Only the run of lines from the one containing "Place one marker on each instance of the asphalt" through the last line should be returned, exactly as written.

*** Working data ***

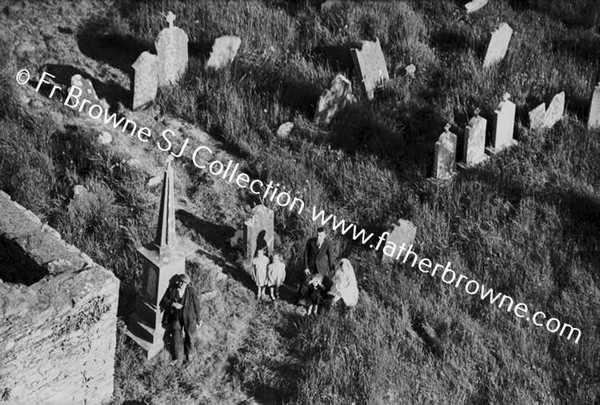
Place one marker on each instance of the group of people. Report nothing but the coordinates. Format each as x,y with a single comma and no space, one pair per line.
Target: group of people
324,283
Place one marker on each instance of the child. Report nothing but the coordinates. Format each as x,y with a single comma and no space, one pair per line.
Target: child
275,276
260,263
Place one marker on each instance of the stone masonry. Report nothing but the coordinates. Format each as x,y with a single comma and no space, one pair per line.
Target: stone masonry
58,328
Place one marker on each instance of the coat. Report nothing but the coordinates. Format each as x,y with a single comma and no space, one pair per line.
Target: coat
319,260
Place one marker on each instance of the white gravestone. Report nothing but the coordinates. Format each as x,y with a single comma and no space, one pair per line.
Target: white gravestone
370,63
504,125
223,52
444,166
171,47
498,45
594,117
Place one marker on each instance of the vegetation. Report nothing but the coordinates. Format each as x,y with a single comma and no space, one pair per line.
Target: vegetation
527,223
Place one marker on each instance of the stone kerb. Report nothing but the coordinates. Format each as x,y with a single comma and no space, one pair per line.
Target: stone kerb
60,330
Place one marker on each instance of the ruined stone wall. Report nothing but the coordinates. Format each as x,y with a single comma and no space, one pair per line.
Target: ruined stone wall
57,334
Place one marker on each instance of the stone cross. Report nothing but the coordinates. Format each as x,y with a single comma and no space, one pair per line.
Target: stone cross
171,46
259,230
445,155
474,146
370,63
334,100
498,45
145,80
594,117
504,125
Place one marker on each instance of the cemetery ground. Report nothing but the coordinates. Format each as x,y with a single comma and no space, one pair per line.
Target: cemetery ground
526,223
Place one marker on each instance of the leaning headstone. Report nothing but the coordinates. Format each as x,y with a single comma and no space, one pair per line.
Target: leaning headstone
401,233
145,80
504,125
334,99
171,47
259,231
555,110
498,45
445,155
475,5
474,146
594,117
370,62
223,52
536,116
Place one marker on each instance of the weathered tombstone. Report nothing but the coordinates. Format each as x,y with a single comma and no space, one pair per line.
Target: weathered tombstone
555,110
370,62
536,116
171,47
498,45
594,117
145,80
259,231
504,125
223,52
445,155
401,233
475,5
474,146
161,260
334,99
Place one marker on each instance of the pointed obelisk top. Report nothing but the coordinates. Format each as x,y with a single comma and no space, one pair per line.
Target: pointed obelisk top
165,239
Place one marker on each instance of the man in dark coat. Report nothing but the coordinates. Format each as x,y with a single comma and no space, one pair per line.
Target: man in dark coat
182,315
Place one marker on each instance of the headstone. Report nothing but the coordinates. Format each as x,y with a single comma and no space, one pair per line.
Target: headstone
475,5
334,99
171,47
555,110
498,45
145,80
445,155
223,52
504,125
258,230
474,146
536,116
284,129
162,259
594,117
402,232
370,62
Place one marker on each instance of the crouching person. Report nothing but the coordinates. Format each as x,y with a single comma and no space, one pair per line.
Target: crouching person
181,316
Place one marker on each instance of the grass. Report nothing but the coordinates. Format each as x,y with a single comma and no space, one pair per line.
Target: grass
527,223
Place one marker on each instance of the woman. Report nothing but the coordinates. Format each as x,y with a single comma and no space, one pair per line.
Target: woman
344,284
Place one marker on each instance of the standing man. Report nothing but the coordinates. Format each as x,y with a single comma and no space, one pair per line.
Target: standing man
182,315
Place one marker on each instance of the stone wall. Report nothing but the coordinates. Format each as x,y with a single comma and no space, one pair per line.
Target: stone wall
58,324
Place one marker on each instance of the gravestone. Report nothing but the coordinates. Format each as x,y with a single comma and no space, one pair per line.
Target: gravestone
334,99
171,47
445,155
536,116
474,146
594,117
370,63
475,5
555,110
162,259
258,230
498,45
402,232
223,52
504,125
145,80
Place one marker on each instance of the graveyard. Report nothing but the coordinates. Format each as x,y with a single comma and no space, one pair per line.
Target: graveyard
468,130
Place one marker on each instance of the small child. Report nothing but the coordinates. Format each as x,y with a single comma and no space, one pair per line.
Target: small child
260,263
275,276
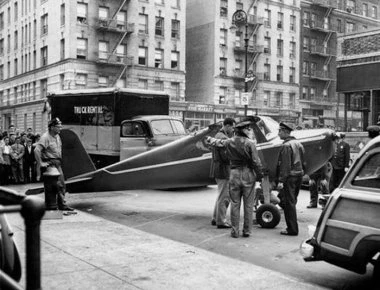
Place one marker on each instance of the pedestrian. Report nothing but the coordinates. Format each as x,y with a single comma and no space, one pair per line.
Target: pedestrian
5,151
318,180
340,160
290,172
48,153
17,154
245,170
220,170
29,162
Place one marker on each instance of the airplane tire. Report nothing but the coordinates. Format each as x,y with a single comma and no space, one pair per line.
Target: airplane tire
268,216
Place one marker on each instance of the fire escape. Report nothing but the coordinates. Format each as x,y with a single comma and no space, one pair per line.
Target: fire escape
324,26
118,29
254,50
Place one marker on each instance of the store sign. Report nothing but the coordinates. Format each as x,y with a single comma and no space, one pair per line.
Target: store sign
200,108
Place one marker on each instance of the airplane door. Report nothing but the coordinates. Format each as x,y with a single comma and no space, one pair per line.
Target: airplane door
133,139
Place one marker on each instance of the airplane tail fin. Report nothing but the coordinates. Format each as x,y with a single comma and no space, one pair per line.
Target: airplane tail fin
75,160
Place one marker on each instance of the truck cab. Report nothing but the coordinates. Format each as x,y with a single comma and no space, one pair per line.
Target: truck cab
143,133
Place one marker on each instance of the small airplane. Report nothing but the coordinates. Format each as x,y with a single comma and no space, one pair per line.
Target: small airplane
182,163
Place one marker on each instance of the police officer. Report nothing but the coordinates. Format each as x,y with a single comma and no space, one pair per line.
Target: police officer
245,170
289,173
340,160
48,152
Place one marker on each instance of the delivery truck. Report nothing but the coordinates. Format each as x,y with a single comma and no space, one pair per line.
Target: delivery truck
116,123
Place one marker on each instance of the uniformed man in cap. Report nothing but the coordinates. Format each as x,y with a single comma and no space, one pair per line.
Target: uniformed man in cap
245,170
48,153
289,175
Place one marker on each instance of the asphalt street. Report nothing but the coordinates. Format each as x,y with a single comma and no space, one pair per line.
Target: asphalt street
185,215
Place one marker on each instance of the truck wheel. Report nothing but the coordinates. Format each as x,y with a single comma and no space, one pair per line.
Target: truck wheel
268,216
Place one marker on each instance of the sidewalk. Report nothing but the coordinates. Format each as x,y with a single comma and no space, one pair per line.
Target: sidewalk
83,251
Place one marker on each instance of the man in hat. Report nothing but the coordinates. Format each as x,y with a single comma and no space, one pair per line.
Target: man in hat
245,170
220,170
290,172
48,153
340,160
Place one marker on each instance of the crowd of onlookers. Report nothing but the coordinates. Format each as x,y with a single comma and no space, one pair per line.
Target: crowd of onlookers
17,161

***

■ **Answer below**
Place one marker on each instance of the asphalt street. Report nothing but the coordinates. Format each as x,y with a single comma and no space, one pair per line.
Target: asphalt street
185,215
Place one marker on each instance of the truck wheel. Report nothing but the coordinates. Format each as x,y with a single comma and no space, one pair per line.
Target: truck wheel
268,216
Place one marker on each instance of the sidewalk. Report nothing but the coordinates. Format each as x,y with a single comma and no space, one pair per line.
Target: sidewalk
83,251
Place one marker on each instance of the man in hat. Report nothing but the coordinates. Format each as x,y with a single comma and no space, one pair per line.
Target: man in hat
245,170
220,170
290,172
48,153
340,160
Place one marker on each instance of the crowd of onlookers. Report nothing but the coordinates. Format each as x,y with a single comma and no space, one pair per line.
Target: crowd of onlookers
17,161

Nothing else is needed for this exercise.